Según el texto extraído sobre las identificaciones del EAAF en Córdoba, ¿en qué barrio fue secuestrado Raúl Oscar Ceballos Canton?

:: Texto extraído ::

A través de un exhaustivo proceso de análisis genético y restos óseos, el Equipo Argentino de Antropología Forense (EAAF) logró restituir la identidad de seis personas que fueron víctimas del terrorismo de Estado en Córdoba. El hallazgo, confirmado por la agrupación H.I.J.O.S. Córdoba, representa un hito en la reconstrucción del pasado reciente y el cierre de décadas de incertidumbre para sus familias.
Los perfiles de los identificados
La labor forense permitió poner nombre y apellido a historias de vida que fueron truncadas durante los años más oscuros de la última dictadura militar:
·Eduardo Jorge Valverde Suárez: Abogado de origen mendocino, fue un activo defensor de presos políticos y delegado universitario en Córdoba. Fue capturado por fuerzas de la Fuerza Aérea tras el golpe de 1976.
·Raúl Oscar Ceballos Canton: Joven cordobés de 23 años, operario en la planta de FIAT Materfer y estudiante de Ingeniería. Militante de Montoneros, fue secuestrado en su domicilio del barrio Altamira en agosto de 1976.
·Oscar Reyes: Obrero bonaerense radicado en Córdoba, padre de cinco hijos y militante del Partido Comunista. Su secuestro ocurrió en la vía pública en octubre de 1977.

:::
:: Datos de origen ::

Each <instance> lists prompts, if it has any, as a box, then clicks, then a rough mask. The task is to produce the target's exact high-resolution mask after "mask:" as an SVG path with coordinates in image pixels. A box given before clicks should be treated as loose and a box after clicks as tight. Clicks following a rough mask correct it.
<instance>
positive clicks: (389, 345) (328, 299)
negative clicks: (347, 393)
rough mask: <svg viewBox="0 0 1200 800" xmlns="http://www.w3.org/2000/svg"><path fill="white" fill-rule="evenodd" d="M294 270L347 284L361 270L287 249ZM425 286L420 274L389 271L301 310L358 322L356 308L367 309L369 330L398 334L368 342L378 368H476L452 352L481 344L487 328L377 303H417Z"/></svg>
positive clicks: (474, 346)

:::
:: Datos de origen ::

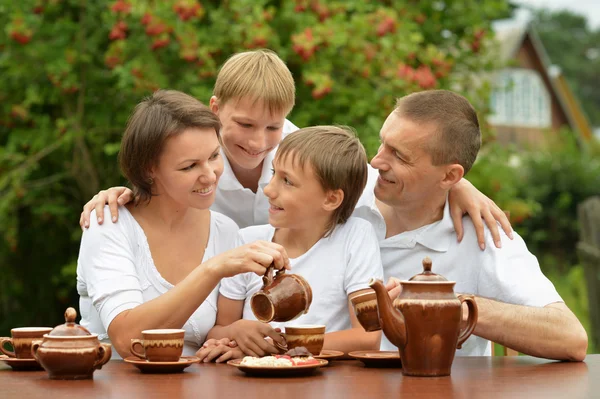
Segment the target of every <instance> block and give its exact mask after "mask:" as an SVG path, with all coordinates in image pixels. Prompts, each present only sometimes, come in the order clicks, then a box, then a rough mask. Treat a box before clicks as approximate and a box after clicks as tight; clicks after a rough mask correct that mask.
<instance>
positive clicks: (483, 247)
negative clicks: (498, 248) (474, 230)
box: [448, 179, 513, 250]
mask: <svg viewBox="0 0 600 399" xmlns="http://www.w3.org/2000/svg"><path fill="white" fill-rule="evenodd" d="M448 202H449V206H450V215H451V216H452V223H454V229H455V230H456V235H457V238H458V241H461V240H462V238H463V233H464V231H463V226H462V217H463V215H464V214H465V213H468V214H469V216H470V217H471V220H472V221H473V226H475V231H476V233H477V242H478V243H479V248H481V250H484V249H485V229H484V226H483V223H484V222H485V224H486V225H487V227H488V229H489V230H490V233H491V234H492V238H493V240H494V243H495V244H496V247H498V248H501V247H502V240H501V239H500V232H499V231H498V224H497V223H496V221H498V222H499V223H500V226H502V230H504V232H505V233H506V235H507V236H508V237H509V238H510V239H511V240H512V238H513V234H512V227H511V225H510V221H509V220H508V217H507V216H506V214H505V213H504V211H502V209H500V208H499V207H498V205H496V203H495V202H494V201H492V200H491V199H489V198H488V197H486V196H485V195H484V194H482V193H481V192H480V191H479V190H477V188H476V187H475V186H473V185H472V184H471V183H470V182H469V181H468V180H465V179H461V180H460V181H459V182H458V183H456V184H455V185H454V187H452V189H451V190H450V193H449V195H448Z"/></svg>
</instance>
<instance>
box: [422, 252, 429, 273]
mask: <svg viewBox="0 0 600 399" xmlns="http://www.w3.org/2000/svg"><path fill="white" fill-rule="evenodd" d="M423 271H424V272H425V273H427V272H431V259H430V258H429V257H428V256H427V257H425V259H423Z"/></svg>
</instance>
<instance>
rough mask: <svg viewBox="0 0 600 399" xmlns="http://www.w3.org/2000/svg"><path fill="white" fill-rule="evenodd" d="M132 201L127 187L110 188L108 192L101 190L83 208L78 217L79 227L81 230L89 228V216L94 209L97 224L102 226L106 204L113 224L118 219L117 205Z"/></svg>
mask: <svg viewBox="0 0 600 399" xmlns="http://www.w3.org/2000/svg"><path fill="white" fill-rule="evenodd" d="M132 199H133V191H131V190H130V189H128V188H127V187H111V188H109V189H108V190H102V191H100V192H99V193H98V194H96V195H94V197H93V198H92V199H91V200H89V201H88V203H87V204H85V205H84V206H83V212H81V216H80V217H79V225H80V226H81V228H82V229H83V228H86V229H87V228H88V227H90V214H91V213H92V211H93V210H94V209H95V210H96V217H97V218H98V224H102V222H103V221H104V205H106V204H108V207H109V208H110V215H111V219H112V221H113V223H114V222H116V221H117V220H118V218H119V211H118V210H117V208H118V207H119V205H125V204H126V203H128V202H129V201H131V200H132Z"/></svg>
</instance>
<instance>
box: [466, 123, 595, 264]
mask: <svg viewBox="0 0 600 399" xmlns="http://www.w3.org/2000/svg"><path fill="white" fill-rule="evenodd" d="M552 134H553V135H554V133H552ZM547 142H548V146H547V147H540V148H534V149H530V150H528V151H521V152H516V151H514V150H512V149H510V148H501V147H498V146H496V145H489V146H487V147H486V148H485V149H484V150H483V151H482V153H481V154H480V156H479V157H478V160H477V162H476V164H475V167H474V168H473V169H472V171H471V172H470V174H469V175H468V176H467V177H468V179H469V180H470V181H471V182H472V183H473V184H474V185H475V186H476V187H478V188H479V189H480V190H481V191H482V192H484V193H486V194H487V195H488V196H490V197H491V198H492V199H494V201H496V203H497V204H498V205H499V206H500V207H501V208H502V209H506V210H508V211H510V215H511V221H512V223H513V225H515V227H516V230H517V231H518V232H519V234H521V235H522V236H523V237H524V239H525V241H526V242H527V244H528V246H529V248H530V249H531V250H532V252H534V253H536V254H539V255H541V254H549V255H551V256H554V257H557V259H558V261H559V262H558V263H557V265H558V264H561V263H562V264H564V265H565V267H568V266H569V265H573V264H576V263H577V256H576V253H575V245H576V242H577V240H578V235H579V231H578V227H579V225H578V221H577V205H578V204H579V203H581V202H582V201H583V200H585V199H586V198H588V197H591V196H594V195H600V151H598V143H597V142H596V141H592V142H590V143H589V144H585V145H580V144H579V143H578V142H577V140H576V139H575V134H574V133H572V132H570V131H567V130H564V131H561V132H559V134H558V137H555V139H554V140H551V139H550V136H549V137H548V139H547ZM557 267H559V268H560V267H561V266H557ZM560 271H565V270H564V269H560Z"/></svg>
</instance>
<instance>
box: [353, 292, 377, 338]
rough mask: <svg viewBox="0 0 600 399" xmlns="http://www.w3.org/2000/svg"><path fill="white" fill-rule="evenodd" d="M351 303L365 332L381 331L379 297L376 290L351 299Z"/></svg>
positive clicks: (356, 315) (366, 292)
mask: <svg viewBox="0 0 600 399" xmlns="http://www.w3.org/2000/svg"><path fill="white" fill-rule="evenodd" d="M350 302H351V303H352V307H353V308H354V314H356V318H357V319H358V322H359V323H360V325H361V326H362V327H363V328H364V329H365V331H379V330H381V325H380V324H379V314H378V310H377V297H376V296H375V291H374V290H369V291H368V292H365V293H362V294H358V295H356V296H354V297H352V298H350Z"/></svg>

:::

Tu respuesta -
En el barrio Altamira.